** TEXT EXCERPT **
The hierarchical structure of the requirement tree defines the assessment object, scopes of study, criteria, and indicators. Following the definition of this requirement tree, the methodology is used to calculate the Industrial Building Sustainability Index (IBSI), as shown in (Figure 1).

Figure 1: Hierarchical structure of the requirement tree.

The following requirements are also known as the scopes of study (SS): safety, society, environment, economy, functionality, and corporate image. These can be divided into more specific criteria (CR): external mobility, safety measures in the construction process, use of ecological materials, cost of supplies, durability, brand image of the firm, and so forth. In turn, each criterion can be subdivided into indicators (ID), estimated with quantifiable values.

The key aspect in the definition of the indicators is that, apart from allowing quantification and simplification of the study phenomena, they must reflect the changes that occur in the system. Moreover, the utility of the indicators varies greatly with the context, which suggests that they have to be very carefully selected. The available information on the processes, functions, and study factors is a further key point in the selection of the indicators. All these points have an effect on the indicators, on their development, and on the development of their defining variables.

3.1. Sustainability Assessment

The following steps have to be completed, to prepare the sustainability assessment.

Step 1. Prepare an evaluation tree consisting of scopes of study, criteria, and indicators. A requirement tree that has a balanced number of criteria is of great importance.

Step 2. Calculate the weights to attach to each different stage in the evaluation; each criterion with its indicators, the requirement with its set of criteria, and the requirements that comprise the “Industrial Building Sustainability Index” are all assigned to different levels of the evaluation tree.

Step 3. The value function of each indicator between a minimum value of “0” (the worst solution) and the maximum value of “1” (the best solution) offers a range of possible solutions, a set score or an output register.

** AIM 1 **
Write out the part of the sustainability text starting with "Step 3. The" and going on through "an output register.".
The sustainability text and the records have no connection to each other.

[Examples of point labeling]
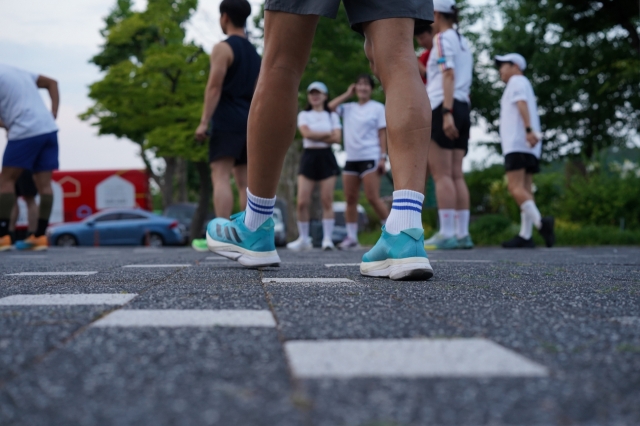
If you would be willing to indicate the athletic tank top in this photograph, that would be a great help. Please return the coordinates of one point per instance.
(239, 83)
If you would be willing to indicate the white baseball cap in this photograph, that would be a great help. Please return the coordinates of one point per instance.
(444, 6)
(515, 58)
(319, 86)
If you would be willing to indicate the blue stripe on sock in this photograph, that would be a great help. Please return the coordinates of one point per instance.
(407, 200)
(415, 209)
(260, 209)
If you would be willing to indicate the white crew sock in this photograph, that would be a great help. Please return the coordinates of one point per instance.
(258, 210)
(529, 208)
(462, 223)
(526, 227)
(406, 211)
(447, 222)
(352, 231)
(303, 230)
(327, 229)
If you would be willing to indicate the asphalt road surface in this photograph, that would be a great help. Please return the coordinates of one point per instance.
(124, 336)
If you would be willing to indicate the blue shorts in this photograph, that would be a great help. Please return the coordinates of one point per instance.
(37, 153)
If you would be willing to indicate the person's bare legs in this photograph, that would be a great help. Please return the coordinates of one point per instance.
(305, 188)
(389, 47)
(272, 118)
(351, 184)
(222, 194)
(372, 192)
(240, 176)
(441, 167)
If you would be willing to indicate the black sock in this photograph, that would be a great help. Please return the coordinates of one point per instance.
(4, 227)
(42, 227)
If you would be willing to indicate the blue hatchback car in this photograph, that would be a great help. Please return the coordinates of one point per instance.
(118, 227)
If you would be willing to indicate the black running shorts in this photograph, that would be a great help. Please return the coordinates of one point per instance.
(359, 11)
(25, 186)
(227, 144)
(461, 117)
(521, 160)
(360, 168)
(318, 164)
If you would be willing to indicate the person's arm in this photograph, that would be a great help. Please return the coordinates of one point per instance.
(382, 164)
(52, 87)
(523, 109)
(220, 60)
(335, 102)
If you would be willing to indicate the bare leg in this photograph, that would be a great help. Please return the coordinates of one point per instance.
(440, 165)
(222, 194)
(305, 188)
(351, 185)
(389, 47)
(462, 192)
(372, 191)
(516, 182)
(272, 118)
(240, 176)
(327, 188)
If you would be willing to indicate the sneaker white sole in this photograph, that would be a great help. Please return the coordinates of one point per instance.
(411, 268)
(252, 259)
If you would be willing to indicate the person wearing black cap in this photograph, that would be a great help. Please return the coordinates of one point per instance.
(449, 75)
(521, 147)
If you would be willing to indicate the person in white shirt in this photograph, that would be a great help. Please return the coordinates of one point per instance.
(521, 146)
(320, 128)
(449, 74)
(365, 140)
(32, 145)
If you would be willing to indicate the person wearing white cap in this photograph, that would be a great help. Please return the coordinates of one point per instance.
(320, 128)
(289, 27)
(521, 147)
(449, 74)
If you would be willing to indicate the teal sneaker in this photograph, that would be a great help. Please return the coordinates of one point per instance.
(200, 244)
(233, 240)
(465, 242)
(399, 257)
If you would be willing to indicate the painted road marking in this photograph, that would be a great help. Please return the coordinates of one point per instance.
(408, 358)
(66, 299)
(306, 280)
(183, 265)
(187, 318)
(53, 274)
(337, 265)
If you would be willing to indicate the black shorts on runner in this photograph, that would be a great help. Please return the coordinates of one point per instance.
(360, 168)
(318, 164)
(25, 186)
(360, 11)
(521, 160)
(461, 117)
(227, 144)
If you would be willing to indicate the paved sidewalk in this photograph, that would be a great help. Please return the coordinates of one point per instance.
(124, 336)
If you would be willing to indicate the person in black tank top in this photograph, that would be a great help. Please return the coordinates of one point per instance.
(234, 69)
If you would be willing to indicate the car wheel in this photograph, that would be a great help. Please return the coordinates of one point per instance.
(66, 240)
(155, 240)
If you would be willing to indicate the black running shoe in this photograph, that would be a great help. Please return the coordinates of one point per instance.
(519, 242)
(546, 230)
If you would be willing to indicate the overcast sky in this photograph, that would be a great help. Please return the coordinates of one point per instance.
(57, 39)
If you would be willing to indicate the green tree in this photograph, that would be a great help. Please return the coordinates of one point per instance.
(584, 62)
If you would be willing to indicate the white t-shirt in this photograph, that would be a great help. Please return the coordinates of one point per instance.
(512, 131)
(449, 52)
(361, 125)
(318, 121)
(21, 108)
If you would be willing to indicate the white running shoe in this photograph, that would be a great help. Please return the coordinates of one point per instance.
(300, 244)
(349, 244)
(328, 245)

** AIM 2 **
Count the lines of the records that contain the string "shoe", and give only that number.

** EXERCISE ANSWER 1 **
Step 3. The value function of each indicator between a minimum value of “0” (the worst solution) and the maximum value of “1” (the best solution) offers a range of possible solutions, a set score or an output register.

** EXERCISE ANSWER 2 **
2